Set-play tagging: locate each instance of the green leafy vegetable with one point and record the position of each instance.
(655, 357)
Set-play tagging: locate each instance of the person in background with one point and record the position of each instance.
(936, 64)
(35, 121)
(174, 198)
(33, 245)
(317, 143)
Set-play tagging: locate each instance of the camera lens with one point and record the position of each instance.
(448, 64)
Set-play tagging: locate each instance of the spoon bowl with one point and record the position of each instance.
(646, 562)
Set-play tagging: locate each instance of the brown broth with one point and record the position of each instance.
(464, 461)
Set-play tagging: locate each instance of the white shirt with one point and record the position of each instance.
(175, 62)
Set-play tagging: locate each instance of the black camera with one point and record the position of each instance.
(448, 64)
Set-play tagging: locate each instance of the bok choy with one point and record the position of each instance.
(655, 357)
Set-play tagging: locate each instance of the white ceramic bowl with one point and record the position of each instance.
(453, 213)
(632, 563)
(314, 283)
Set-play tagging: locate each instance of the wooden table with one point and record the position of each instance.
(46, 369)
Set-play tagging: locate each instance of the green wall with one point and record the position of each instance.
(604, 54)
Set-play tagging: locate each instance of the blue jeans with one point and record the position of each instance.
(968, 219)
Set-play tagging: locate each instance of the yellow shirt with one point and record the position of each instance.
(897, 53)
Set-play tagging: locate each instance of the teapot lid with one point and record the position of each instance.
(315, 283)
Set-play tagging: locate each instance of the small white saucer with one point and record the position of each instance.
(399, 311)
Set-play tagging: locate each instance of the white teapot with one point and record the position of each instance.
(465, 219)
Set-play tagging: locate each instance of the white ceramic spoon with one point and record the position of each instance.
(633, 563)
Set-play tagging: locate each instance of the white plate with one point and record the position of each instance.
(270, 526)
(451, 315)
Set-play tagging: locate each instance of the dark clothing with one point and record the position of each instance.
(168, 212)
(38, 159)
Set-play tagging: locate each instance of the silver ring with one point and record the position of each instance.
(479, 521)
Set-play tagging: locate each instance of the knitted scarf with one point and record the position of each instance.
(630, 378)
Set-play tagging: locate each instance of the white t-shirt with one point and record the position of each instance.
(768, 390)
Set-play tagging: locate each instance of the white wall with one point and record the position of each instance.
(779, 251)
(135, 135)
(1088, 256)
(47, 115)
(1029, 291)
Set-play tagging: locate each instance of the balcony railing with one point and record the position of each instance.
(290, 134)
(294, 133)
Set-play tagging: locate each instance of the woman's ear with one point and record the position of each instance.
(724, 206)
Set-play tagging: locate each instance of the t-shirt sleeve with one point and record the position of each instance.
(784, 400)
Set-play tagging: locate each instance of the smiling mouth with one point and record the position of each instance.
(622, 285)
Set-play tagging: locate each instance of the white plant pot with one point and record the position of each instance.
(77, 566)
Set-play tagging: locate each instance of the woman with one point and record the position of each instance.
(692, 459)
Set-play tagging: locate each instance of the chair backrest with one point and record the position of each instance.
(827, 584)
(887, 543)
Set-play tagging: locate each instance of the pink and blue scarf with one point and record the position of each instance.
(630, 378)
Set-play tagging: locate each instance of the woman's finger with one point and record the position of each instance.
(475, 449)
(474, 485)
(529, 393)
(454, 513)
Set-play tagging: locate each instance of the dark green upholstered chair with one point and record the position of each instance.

- **PROBLEM DETAILS**
Extract every entry in the listing word for word.

- **ANSWER TO THIS TASK**
Set-play tagging: locate each instance of the green leafy vegetable with one point and record the position of each instance.
(655, 357)
Set-play tagging: locate each instance of the person in background with one point and record the position of each instance.
(936, 64)
(35, 121)
(174, 198)
(33, 245)
(317, 143)
Set-play tagging: locate each instance of the camera lens with one point and record the position of each instance.
(448, 64)
Set-play tagging: locate each instance of the spoon bowl with one point and record the position of each instance.
(646, 562)
Set-play tagging: locate each instance of the brown broth with one point and record the position of each instance.
(464, 461)
Set-play tagging: locate each instance of the white shirt with one point and record the position of each instance.
(175, 62)
Set-play tagging: locate each instance of the black camera with one point and record the position of each instance.
(448, 64)
Set-play tagging: locate each instance of the bok choy with one point and record the position of each instance.
(655, 357)
Set-play tagging: locate each instance of the white ceramic bowl with one point and record the position of each instance.
(453, 213)
(632, 563)
(314, 283)
Set-play tagging: locate each instance of the wooden table with one point and record the position of each instance.
(46, 369)
Set-play tagging: locate each instance of the green wall with one point and record the position of each instance.
(604, 54)
Set-play tagging: locate each instance of the blue jeans with one point and record the position of each instance.
(968, 219)
Set-play tagging: locate each instance of the yellow shirt with one point and record the position of each instance.
(897, 53)
Set-play tagging: locate each instance of the teapot lid with one point and record the position of each instance.
(315, 283)
Set-play tagging: locate each instance of the small white saucer with one point and record the position of each instance.
(399, 311)
Set-play tagging: locate each instance of the white teapot with one point and record the position of each instance.
(465, 219)
Set-play tagging: locate each instance of the white ceramic spoon with one point and record the position of each instance.
(633, 563)
Set-play tagging: locate each instance of the white plate with one point and record the position of each instance.
(270, 526)
(451, 315)
Set-play tagging: locate each instance of the dark clothing with one point and record the position of each instance.
(168, 212)
(38, 159)
Set-play tagging: locate each instance of the silver ring with one point and record the position of each instance.
(479, 521)
Set-play tagging: locate each instance of the knitted scarf with one point and record the position of each instance.
(630, 378)
Set-play tagging: locate each instance of the white t-shirt with one point and record the position of each instance.
(768, 390)
Set-play tagging: locate each instance of the white wall with one point and record the position of each instance.
(779, 251)
(135, 135)
(1088, 256)
(47, 115)
(1029, 291)
Set-play tagging: locate each instance of the balcony railing with one point and record the position of each instance.
(290, 134)
(294, 133)
Set-play tagging: locate each instance of the woman's ear with one point and record the position of each instance.
(724, 206)
Set-play tagging: locate each instance of the t-shirt sleeve with one point and record the position of each instance.
(784, 400)
Set-play tagging: locate each instance of the smiling mouth with one point and record the position of each instance.
(622, 285)
Set-play tagging: locate each instance of the white plant pot with one point and record the position of each instance.
(77, 566)
Set-play tagging: locate each instance of the woman with one point and record the position of each instance.
(692, 459)
Set-play tagging: locate each instance of the chair backrest with one point and record the position of each instance.
(827, 584)
(887, 543)
Set-play tagging: locate each instance of the pink and blue scarf with one point and record the position of each instance.
(630, 378)
Set-play tagging: locate each instance of the woman's finger with one point and record the position of each instance.
(475, 449)
(474, 485)
(529, 393)
(454, 513)
Set-play tagging: locate each instance of the dark green upholstered chair with one point and record the position of each instance.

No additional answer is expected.